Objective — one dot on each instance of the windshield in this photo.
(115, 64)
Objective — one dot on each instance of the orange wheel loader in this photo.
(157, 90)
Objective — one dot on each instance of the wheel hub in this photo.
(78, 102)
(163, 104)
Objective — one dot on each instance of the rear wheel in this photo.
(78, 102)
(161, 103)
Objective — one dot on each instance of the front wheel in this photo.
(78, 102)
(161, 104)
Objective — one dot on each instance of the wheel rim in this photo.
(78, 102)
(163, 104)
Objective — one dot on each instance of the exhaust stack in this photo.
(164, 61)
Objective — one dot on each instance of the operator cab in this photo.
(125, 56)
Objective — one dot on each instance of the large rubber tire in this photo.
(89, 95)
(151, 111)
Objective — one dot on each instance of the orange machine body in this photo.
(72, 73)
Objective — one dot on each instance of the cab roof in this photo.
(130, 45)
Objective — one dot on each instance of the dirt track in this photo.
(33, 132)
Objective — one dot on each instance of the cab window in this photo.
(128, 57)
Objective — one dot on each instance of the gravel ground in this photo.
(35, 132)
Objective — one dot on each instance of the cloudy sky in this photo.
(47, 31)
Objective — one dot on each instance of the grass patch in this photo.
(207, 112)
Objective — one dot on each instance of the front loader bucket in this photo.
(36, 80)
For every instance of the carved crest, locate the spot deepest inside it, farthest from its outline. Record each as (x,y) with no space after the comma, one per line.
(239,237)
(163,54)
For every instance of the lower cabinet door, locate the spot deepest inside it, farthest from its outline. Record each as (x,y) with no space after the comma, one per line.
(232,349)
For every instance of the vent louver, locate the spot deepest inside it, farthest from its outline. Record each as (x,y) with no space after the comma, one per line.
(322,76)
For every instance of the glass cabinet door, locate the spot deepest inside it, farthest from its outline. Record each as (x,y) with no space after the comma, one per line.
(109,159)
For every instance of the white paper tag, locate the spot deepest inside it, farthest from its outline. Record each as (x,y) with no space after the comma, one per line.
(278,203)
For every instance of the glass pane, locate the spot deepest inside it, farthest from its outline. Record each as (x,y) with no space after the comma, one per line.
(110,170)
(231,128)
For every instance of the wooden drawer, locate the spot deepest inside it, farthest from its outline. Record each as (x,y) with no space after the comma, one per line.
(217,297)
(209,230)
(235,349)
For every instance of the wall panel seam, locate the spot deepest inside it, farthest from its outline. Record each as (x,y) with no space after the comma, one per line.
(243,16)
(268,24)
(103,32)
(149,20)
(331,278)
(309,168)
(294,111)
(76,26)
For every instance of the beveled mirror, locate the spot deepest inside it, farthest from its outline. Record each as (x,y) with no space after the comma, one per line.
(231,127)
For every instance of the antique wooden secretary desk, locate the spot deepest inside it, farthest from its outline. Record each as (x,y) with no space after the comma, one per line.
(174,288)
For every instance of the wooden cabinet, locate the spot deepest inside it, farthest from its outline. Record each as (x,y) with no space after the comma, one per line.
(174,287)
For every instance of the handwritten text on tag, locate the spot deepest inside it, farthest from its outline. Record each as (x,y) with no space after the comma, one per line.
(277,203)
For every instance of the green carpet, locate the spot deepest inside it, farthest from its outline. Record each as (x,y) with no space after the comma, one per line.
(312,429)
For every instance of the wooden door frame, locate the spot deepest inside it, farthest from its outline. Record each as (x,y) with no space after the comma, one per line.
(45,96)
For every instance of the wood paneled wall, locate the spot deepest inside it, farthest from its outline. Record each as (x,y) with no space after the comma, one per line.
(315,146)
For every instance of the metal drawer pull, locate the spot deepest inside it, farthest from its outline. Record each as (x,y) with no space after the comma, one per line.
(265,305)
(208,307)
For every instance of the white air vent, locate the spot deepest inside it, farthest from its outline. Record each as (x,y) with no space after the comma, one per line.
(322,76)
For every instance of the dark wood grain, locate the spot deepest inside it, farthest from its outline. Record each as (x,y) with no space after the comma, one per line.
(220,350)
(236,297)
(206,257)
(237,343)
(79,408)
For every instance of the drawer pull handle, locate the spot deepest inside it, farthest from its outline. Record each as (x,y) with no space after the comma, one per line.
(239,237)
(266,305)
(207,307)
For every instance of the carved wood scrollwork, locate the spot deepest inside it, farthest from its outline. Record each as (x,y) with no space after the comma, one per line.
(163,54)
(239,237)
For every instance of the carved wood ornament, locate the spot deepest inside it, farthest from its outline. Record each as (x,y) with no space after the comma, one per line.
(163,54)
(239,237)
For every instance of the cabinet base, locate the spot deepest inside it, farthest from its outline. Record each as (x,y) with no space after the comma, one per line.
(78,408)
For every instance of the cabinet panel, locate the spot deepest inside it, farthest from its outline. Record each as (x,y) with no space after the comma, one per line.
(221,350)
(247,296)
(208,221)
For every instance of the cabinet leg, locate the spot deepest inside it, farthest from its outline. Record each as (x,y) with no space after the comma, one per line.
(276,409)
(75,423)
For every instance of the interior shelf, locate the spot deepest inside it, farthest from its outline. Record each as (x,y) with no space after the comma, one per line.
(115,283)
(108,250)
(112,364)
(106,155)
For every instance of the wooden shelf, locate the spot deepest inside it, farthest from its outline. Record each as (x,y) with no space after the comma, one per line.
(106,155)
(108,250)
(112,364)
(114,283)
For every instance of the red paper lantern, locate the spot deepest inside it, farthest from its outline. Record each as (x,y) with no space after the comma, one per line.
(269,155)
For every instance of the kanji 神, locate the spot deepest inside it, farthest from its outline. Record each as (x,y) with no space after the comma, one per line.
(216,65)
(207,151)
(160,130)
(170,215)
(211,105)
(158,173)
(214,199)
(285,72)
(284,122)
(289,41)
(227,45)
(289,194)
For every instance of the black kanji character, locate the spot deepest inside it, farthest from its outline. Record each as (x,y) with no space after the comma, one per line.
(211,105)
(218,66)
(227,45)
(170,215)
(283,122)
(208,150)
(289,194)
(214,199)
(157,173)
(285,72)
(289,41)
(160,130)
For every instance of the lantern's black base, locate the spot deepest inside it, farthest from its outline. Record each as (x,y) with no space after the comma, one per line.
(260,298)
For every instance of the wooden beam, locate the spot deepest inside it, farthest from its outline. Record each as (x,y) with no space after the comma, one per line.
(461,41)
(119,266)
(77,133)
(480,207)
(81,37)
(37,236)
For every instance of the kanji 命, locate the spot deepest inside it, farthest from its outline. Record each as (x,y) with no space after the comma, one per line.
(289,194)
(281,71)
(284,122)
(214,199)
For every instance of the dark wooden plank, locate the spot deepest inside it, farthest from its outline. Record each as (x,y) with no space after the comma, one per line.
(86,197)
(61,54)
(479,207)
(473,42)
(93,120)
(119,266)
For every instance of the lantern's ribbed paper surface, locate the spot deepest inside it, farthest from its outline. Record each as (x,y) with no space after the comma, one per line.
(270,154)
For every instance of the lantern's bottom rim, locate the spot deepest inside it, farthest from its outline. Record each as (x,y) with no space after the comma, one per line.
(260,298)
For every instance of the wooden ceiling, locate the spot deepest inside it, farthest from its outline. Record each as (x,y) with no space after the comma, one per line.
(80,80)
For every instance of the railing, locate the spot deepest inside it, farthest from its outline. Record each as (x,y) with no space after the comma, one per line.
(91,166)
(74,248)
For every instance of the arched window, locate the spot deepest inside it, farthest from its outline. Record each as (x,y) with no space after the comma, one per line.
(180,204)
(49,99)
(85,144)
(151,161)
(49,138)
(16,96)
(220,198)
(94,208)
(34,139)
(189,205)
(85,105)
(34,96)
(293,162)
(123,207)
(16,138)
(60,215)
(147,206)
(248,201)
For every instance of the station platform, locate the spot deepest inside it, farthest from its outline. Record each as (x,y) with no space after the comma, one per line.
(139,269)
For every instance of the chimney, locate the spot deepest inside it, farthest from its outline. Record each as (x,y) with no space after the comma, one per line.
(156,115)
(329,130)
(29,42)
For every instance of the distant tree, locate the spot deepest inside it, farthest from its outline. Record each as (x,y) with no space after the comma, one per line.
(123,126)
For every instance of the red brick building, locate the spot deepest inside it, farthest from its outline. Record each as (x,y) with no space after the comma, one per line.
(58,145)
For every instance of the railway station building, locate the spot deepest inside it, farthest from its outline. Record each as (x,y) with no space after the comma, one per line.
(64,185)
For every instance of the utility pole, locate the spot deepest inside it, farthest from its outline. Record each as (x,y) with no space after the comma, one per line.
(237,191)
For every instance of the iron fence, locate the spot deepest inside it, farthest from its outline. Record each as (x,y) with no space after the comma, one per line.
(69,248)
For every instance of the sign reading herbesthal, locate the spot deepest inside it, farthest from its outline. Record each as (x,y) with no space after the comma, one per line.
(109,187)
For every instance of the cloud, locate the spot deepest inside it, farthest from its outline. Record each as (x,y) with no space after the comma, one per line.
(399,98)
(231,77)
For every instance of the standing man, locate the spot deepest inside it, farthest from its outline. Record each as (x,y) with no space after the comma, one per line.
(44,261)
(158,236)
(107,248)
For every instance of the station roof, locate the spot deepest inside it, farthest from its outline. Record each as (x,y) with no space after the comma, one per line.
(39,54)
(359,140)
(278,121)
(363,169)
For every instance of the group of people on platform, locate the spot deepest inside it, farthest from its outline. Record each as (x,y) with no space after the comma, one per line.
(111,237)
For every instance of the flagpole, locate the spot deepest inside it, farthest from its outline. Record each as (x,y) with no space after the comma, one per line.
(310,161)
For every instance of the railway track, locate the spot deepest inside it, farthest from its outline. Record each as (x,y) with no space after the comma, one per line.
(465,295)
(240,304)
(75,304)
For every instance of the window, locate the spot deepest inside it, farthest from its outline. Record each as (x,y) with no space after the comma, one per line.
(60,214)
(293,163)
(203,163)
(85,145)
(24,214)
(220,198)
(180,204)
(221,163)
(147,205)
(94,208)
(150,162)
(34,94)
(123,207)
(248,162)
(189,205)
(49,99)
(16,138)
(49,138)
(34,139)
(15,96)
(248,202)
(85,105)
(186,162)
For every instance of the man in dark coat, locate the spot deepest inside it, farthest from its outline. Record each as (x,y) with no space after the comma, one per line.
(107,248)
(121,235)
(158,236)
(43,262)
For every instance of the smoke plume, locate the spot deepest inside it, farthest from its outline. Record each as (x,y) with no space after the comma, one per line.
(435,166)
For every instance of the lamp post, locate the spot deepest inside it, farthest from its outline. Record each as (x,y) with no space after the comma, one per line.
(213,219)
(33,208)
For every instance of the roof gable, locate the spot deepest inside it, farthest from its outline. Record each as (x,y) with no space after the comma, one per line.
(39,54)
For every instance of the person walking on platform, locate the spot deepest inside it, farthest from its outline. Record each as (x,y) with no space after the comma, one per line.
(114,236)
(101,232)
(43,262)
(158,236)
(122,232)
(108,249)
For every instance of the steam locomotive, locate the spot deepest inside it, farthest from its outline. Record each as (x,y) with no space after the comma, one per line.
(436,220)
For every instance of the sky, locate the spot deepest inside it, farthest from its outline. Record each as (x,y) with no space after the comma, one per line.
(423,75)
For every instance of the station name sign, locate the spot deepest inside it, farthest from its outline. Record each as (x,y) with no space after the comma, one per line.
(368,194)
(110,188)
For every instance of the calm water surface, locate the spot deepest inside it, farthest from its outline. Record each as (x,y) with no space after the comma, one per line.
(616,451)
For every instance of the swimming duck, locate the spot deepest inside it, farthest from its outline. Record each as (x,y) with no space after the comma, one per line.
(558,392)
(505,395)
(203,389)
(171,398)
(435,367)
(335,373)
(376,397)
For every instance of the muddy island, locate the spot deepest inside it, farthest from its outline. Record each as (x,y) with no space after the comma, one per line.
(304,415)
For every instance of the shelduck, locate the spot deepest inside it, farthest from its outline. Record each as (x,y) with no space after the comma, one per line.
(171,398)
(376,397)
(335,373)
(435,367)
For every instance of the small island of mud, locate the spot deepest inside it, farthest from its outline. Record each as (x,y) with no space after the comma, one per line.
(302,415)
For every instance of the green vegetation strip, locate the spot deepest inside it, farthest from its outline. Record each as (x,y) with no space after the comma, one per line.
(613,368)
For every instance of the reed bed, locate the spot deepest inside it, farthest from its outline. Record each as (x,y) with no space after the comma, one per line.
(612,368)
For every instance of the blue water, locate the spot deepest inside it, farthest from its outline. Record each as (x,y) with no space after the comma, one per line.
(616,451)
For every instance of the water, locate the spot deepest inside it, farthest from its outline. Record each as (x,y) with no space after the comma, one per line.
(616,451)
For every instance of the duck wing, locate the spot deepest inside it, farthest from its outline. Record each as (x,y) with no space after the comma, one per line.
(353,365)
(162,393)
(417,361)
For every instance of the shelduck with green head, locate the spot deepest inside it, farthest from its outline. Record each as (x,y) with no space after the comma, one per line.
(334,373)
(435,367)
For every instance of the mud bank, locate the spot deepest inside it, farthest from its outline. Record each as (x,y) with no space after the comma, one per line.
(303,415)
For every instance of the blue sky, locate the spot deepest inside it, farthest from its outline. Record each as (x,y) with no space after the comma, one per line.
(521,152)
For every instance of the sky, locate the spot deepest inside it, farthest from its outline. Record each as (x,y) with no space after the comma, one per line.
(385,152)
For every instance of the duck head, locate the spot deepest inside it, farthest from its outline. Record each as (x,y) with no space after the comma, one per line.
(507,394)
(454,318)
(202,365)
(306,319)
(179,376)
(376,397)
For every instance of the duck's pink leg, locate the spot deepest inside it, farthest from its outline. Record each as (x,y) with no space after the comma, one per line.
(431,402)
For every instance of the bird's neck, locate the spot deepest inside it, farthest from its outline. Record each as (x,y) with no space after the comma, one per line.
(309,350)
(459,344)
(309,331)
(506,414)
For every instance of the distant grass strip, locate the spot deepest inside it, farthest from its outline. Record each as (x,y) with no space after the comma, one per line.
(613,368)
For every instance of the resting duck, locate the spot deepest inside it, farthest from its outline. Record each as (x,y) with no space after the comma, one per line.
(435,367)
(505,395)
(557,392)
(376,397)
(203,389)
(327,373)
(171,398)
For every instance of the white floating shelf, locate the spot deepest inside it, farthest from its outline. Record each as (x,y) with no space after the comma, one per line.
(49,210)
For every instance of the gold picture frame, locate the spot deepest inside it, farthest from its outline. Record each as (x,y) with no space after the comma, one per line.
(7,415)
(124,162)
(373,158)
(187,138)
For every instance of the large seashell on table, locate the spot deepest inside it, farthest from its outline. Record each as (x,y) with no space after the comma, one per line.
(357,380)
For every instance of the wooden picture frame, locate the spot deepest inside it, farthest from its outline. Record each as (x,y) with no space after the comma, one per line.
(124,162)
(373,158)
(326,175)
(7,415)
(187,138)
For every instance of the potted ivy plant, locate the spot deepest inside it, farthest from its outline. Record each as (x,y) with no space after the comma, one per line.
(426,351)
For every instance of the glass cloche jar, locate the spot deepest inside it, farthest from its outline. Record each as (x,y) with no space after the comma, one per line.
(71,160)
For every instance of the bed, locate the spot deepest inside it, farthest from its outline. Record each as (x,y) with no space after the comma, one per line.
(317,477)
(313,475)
──────────
### [Requirement]
Reproduce exactly the lines from the one with "For every instance of the wooden picture" through the end of the entries above, both ends included.

### [Answer to this problem]
For every instance of the wooden picture frame, locate the spot deepest inside it, farthest from its outline. Record each as (x,y) with no space after the comma, one per line.
(124,162)
(373,158)
(326,175)
(7,415)
(187,138)
For every instance of the potted ivy plant, locate the spot deepest inside it, farthest from its outline. Record each as (x,y) with no space after the comma, one per line.
(426,351)
For every instance of the glass cloche jar, locate the spot deepest inside it, farthest from its outline. Record each as (x,y) with no space after the comma, one per line.
(71,160)
For every instance of the bed, locate the spot deepest inside it, farthest from its outline. Record each as (x,y) with no space after the comma, one per line.
(317,477)
(313,475)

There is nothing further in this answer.